What to work on:
Please copy the data below line for line, without changing anything, and leave the pictures out.

Bounding box annotation entries:
————————
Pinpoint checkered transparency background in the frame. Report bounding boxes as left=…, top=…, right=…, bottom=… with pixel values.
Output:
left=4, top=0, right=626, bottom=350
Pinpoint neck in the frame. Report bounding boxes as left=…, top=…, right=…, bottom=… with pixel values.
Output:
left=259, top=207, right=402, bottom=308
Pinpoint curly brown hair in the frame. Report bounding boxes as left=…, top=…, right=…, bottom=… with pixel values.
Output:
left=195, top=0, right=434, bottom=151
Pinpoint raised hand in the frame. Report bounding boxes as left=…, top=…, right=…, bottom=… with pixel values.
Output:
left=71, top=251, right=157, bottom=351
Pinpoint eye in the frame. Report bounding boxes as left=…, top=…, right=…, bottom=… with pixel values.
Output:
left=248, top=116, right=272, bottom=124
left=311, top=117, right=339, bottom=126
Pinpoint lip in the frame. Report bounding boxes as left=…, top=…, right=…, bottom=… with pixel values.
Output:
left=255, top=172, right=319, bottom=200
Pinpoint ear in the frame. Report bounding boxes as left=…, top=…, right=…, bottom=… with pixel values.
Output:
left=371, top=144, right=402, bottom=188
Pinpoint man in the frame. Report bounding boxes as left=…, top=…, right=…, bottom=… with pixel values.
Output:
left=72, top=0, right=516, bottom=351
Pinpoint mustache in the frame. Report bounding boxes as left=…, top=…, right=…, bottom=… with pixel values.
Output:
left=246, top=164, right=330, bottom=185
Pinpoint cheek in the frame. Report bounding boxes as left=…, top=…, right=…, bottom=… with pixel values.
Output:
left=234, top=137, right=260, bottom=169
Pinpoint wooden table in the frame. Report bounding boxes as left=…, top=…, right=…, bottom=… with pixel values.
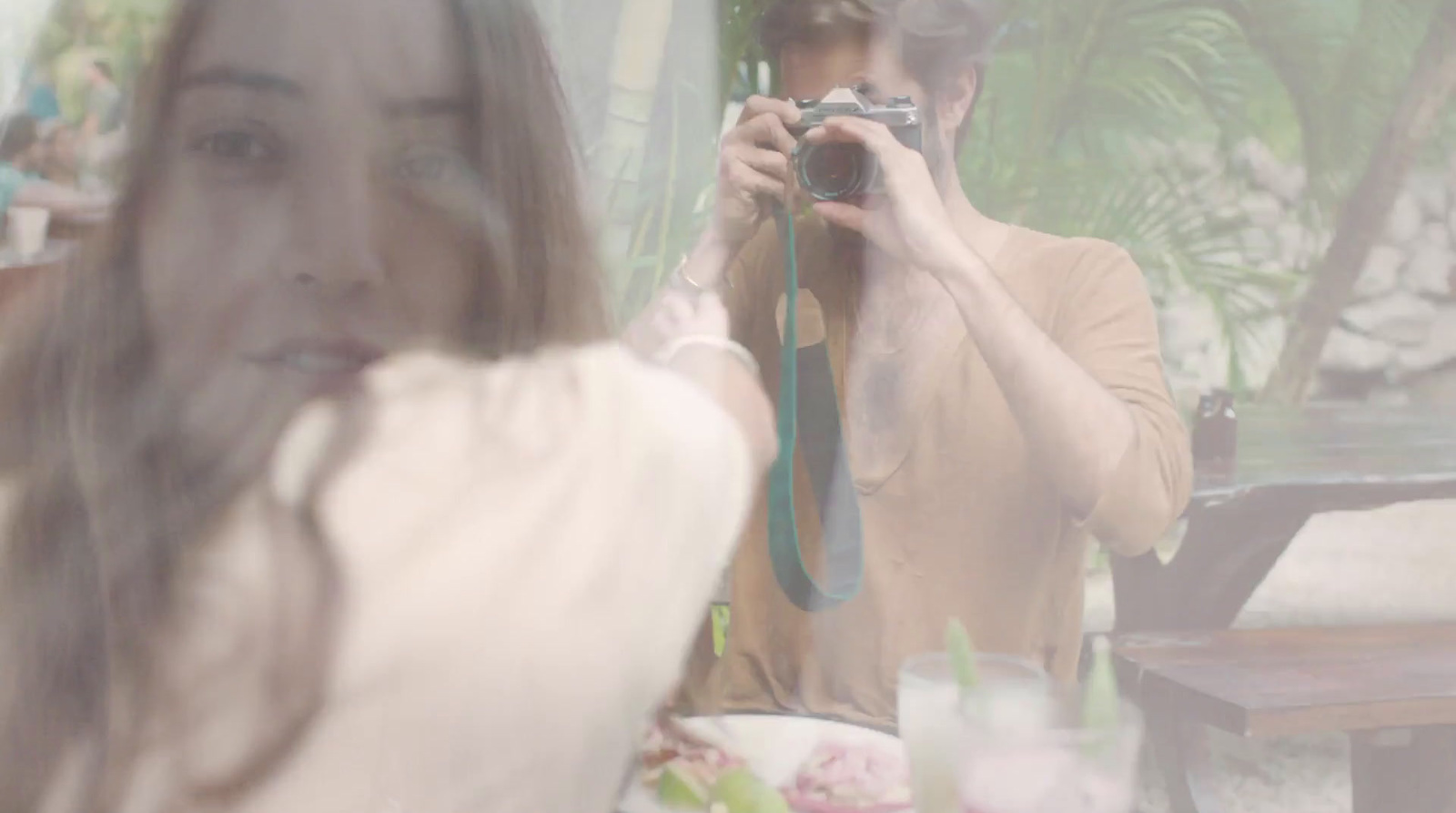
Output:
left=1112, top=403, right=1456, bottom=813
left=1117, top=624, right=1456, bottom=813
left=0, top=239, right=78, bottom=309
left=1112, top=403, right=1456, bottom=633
————————
Result of the task:
Pinpoint checkered transparency background in the frame. Report bounding boxes as left=…, top=…, right=…, bottom=… with pixel values.
Output:
left=4, top=0, right=626, bottom=350
Pinpoint neck in the frame. Report bounding boxes as left=…, top=…, right=…, bottom=… with pixel values.
Output:
left=259, top=207, right=402, bottom=308
Pinpoint curly brown hair in the frame. Report bounding boxes as left=…, top=…, right=…, bottom=… with pixel values.
Output:
left=195, top=0, right=434, bottom=151
Pinpoint raised hand in the frame. Report bounding boxes as left=…, top=…, right=…, bottom=… with pixel values.
Output:
left=71, top=251, right=157, bottom=351
Pinpoint eye in the frame. Report bounding boxes as left=…, top=…, right=…, bottom=… with pixel values.
Output:
left=248, top=116, right=272, bottom=124
left=311, top=117, right=339, bottom=126
Pinpoint lip in the frame. Report bounding boxes as left=…, top=…, right=…, bottom=… with pixel values.
Output:
left=255, top=172, right=319, bottom=200
Pinpoint ear in the frame. Report bounding boxes as left=…, top=…, right=…, bottom=… with pixel values.
Output:
left=371, top=144, right=402, bottom=188
Pinpoint man in the frame. Report bounding boxes as left=…, top=…, right=…, bottom=… with pixel values.
Output:
left=72, top=0, right=516, bottom=351
Pinpoint mustache in the frame. Report bounding boxes as left=…, top=…, right=…, bottom=… with pixel values.
Output:
left=246, top=164, right=330, bottom=185
Pinpoint cheek in the frame. Report bounding boxes as left=…, top=…, right=…, bottom=… with pixel values.
Output:
left=234, top=137, right=260, bottom=169
Pinpoint wooden table in the frame. Report bounding boxes as left=…, top=…, right=…, bottom=… with pixel values.
Output:
left=1112, top=403, right=1456, bottom=813
left=1117, top=624, right=1456, bottom=813
left=0, top=239, right=78, bottom=309
left=1112, top=403, right=1456, bottom=633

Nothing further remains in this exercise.